- EXTRACT -
The red-tailed hawk that arrived at the clinic in March 2006 wasn’t the first poisoned hawk Murray and Tseng had seen that spring. Lab results for two dead red-tailed hawks had come back positive for brodifacoum, a common over-the-counter rodent poison. Brodifacoum is a particularly potent member of a family of anticoagulants that kills by inhibiting blood clotting, damaging blood vessels and causing hemorrhaging.

Rodents poisoned with the stuff die over the course of several days, becoming more lethargic—and increasingly easy targets for birds of prey. Because the toxin metabolizes slowly and accumulates in the liver, a raptor feeding on poisoned rodents can build up toxic levels over time.

A recent survey of 265 dead birds representing 12 different species in New York City found residues of anticoagulant rodenticides in half the birds’ livers. Murray has been testing the livers of the birds of prey that come through the Wildlife Clinic, and has found that “a pretty high percentage do have low levels of rodenticides,” though the majority don’t have enough in their systems to get sick.

The Wildlife Clinic sees a half-dozen birds each year that show signs of rodenticide poisoning, says Murray. The research results that she and Tseng published are the first to describe the symptoms and the successful treatment of a live red-tailed hawk.

Turning the Corner

Symptoms of brodifacoum poisoning differ between birds of prey and mammals. In dogs and humans, the toxin causes bleeding into the chest cavity, which can be seen on X-rays. Raptors suffer from bruising and extreme anemia. This hawk had both: bruising on the torso and a red blood cell count of 9 percent (38 percent is normal). The oozing wound on the hawk’s shoulder was also typical; a 1999 study reported about a third of poisoned birds had a minor cut that wouldn’t clot.

Ideally, the veterinarians would have given the hawk a transfusion of blood from another bird of the same species. But “we often don’t have a donor as readily for birds as we do for dogs and cats,” says Murray.

So the chicken hawk was given fluids, commercially available blood products and heavy doses of vitamin K, the established antidote to brodifacoum, which kills by interrupting a clotting mechanism mediated by the nutrient. This restorative elixir had to be delivered via a catheter inserted into the bone, since the hawk was so dehydrated that its veins were “really collapsed,” says Tseng.

- DATA EXTRACT -

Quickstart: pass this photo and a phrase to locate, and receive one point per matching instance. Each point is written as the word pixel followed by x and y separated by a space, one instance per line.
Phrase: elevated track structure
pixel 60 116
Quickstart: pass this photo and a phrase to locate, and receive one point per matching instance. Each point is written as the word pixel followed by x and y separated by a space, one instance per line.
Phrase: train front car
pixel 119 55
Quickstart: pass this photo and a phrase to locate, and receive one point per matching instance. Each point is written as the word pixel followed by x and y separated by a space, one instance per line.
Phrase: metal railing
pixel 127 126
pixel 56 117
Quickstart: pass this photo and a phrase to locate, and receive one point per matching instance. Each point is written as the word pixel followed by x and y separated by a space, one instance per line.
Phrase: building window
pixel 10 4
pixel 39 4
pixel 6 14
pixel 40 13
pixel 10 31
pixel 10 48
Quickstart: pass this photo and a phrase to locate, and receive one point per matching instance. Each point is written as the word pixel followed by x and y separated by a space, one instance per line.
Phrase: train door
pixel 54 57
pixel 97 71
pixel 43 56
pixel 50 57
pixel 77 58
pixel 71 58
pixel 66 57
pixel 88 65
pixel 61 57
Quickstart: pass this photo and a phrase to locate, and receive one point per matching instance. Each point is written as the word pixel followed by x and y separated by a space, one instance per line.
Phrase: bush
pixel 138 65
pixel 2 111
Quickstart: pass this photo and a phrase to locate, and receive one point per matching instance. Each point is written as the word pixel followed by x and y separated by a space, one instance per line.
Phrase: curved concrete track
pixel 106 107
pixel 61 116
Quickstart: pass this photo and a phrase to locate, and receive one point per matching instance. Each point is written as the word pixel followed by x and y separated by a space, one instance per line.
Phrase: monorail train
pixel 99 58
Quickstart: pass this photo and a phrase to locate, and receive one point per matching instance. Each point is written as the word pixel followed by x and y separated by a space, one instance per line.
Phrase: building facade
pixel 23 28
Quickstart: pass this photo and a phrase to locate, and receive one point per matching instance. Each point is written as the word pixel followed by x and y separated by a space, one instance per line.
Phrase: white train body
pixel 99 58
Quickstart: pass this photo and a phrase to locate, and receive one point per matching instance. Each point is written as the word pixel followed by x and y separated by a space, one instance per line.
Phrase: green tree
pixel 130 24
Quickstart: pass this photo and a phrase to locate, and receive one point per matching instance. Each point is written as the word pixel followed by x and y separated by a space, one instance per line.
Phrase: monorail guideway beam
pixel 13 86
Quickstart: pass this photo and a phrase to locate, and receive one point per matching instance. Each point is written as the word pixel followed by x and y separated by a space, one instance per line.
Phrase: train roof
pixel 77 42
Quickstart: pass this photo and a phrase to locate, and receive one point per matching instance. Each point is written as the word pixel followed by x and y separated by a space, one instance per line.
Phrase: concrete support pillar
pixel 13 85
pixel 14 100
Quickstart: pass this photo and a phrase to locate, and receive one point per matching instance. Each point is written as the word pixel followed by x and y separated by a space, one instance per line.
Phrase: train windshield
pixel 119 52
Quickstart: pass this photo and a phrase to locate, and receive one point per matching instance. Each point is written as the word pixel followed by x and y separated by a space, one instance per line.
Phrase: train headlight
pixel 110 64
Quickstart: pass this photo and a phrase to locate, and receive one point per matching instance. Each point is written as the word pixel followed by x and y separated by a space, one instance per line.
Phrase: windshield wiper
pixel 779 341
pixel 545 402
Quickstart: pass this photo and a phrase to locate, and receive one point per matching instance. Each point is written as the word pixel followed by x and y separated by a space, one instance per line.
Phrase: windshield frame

- ACTION ITEM A -
In the text about the poisoned hawk, what was the hawk's red blood cell count, and what count is normal?
- ACTION ITEM B -
In the hawk text, swap "anemia" for "blood loss" in the part from "Turning the Corner" to "that wouldn’t clot." and write out that part.
- ACTION ITEM C -
Write the next part of the account of the poisoned red-tailed hawk, following on from its last sentence.

- WRITTEN RESPONSE A -
The hawk's red blood cell count was 9 percent; 38 percent is normal.

- WRITTEN RESPONSE B -
Turning the Corner

Symptoms of brodifacoum poisoning differ between birds of prey and mammals. In dogs and humans, the toxin causes bleeding into the chest cavity, which can be seen on X-rays. Raptors suffer from bruising and extreme blood loss. This hawk had both: bruising on the torso and a red blood cell count of 9 percent (38 percent is normal). The oozing wound on the hawk’s shoulder was also typical; a 1999 study reported about a third of poisoned birds had a minor cut that wouldn’t clot.

- WRITTEN RESPONSE C -
On the third day of treatment, the hawk “dramatically turned the corner;” it was standing and alert, says Murray. The bird’s blood levels were better, but still low, so Murray and Tseng continued the fluids and vitamin K therapy, served with toxin-free mice dinners. Perhaps having learned its lesson about rodents, though, the bird refused the mice. Meals of vitamin K-laced quail, however, were an instant hit. After 10 days of treatment, the hawk had a normal blood cell count.

After six-weeks, the hawk was healthy again, a tiny sample of its blood clotting in under two minutes. The bird was banded and released near the clinic in Grafton, Mass., where there is less chance of it preying on poisoned mice or rats than in the city. Murray and Tseng have not heard any reports of the bird. Both say that no news is good news.

This past spring, the Environmental Protection Agency moved to enact regulations to better control the use of brodifacoum and nine other potent anticoagulant poisons. The new rules will restrict household, but not commercial, use of these poisons. The changes won’t happen for three more years, but it’s a step in the right direction, says Murray. “A lot of people who use [brodifacoum] have no idea the danger they pose to wildlife,” she says.

Still, three more years of easy availability of the stuff could mean roughly 18 more poisoned raptors at the Wildlife Clinic. Murray and Tseng’s treatment protocol could make the difference at wildlife clinics nationwide—even worldwide. “The prognosis is not great when they are this down and out,” says Tseng. “We’re very happy when we can bring them back from the brink.”